▸ **Data for this task**
--------------------
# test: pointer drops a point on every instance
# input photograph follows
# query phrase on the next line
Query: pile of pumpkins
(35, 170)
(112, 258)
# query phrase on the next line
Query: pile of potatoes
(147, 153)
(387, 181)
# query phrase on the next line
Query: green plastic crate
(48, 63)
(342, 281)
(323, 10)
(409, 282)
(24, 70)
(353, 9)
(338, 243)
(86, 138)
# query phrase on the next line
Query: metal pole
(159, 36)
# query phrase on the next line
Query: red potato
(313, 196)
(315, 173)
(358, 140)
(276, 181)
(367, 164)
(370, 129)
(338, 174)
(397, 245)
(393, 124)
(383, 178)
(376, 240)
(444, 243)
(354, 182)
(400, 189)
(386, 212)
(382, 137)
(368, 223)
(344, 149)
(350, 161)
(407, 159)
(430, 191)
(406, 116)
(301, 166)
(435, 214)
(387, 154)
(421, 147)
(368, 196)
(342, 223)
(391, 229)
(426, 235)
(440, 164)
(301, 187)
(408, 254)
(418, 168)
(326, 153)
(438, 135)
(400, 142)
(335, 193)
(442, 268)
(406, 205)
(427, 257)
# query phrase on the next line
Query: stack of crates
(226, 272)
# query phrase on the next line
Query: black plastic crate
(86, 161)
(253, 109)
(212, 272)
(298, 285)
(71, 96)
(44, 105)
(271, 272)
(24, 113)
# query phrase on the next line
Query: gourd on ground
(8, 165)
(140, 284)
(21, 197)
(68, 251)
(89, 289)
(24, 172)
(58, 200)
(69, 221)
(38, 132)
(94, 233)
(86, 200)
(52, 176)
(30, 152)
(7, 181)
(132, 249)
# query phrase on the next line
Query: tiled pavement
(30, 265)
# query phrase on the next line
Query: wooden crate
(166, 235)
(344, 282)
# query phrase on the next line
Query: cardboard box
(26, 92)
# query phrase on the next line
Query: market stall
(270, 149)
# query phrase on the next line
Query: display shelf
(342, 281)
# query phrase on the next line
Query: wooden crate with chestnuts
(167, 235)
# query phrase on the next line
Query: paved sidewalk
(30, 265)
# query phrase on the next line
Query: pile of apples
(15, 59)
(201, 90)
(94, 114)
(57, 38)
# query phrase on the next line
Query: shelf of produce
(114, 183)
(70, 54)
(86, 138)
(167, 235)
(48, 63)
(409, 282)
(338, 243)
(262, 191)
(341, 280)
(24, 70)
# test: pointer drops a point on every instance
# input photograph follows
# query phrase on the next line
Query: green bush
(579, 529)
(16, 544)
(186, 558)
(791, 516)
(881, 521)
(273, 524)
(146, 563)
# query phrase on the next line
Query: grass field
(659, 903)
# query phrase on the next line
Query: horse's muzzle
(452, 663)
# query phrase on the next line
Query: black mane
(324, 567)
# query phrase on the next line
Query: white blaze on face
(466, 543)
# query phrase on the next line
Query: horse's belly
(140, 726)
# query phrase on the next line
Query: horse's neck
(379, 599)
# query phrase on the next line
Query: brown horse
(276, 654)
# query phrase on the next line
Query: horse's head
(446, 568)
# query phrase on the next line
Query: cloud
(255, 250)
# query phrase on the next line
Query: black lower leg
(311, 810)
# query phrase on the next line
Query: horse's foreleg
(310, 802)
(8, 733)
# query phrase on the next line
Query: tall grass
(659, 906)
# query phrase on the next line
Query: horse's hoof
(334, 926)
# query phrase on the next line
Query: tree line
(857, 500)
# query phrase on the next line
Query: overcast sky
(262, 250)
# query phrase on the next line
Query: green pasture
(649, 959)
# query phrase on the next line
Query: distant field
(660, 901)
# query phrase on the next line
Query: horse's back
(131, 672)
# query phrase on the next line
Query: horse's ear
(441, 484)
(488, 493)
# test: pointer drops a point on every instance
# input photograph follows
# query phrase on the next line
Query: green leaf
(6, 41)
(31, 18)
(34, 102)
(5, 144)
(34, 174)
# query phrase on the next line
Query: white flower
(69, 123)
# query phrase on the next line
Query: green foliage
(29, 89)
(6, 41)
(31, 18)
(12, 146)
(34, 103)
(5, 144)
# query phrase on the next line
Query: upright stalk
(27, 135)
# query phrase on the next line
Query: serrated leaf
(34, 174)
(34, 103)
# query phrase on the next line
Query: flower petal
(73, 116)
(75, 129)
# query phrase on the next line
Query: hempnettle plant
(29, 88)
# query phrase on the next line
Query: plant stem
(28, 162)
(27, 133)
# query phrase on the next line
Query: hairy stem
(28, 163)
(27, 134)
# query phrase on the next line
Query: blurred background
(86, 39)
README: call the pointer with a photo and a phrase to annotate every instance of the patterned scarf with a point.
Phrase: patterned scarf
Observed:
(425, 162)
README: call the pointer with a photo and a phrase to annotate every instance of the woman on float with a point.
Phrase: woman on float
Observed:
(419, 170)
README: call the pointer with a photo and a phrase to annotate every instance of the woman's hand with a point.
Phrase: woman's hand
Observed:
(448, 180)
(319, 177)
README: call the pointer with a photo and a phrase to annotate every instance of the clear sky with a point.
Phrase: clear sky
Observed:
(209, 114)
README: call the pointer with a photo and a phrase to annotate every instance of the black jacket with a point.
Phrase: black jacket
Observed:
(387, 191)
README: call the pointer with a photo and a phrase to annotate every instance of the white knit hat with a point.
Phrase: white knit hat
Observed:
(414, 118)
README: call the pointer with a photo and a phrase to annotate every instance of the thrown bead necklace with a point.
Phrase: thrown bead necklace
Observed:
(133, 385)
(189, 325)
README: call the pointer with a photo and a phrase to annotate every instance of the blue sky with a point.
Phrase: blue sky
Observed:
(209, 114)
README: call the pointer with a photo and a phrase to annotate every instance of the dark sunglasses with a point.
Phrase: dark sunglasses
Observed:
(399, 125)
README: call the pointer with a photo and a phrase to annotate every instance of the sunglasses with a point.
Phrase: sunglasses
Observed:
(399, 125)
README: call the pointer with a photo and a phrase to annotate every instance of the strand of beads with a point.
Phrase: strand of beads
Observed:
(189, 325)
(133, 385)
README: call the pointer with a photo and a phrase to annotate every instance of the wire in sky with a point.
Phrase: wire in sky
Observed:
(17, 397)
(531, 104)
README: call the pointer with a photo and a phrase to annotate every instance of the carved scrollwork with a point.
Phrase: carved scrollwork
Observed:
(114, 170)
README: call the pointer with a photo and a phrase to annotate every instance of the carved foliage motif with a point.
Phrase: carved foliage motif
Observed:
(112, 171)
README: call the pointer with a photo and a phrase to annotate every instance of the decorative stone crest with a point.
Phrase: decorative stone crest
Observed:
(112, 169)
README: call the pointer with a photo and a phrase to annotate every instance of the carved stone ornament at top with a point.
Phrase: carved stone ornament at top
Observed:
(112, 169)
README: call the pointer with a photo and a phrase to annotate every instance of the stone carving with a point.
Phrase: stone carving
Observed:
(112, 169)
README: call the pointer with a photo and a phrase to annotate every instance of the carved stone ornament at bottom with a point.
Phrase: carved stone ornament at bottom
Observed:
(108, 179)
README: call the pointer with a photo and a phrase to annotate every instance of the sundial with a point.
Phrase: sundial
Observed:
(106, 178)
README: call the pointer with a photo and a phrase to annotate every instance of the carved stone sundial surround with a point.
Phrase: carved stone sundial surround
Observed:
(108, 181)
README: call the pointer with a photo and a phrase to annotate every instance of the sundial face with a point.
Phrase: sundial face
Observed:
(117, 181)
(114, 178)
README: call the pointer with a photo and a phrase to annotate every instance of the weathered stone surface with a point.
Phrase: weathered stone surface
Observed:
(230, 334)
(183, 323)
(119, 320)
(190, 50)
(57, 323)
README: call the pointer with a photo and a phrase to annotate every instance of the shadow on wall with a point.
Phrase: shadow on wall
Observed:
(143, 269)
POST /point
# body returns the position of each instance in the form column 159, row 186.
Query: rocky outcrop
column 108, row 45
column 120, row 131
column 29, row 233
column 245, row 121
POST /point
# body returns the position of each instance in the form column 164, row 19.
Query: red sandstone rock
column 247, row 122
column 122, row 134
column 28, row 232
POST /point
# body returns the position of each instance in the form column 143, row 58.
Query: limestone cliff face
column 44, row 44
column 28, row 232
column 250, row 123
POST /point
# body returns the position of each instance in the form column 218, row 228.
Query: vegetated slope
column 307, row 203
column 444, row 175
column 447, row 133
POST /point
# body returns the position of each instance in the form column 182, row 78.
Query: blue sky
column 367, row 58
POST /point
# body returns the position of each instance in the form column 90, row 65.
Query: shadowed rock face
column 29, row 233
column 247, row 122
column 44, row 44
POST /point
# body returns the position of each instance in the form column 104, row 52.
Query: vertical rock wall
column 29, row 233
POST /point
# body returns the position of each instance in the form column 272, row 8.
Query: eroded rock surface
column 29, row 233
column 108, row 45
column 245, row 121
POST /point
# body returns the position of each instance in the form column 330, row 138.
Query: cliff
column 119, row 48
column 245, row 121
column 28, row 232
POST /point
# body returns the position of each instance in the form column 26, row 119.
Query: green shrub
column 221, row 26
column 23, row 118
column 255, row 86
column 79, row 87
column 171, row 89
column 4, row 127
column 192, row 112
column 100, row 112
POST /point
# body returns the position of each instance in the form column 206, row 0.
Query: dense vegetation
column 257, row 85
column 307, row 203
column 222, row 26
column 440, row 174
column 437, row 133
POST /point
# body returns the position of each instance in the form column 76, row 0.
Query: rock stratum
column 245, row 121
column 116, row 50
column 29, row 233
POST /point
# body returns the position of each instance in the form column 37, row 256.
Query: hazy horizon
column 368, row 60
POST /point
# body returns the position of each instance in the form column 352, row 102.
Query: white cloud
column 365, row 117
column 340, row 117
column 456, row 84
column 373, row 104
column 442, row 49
--------------------
▸ **Your instructions**
Identify each line in the rows above that contains the word "dark", and copy every such line in full.

▸ **Reply to the task**
README: call the pointer with a photo and a phrase to annotate every instance of the dark sunglasses with a point.
Phrase: dark sunglasses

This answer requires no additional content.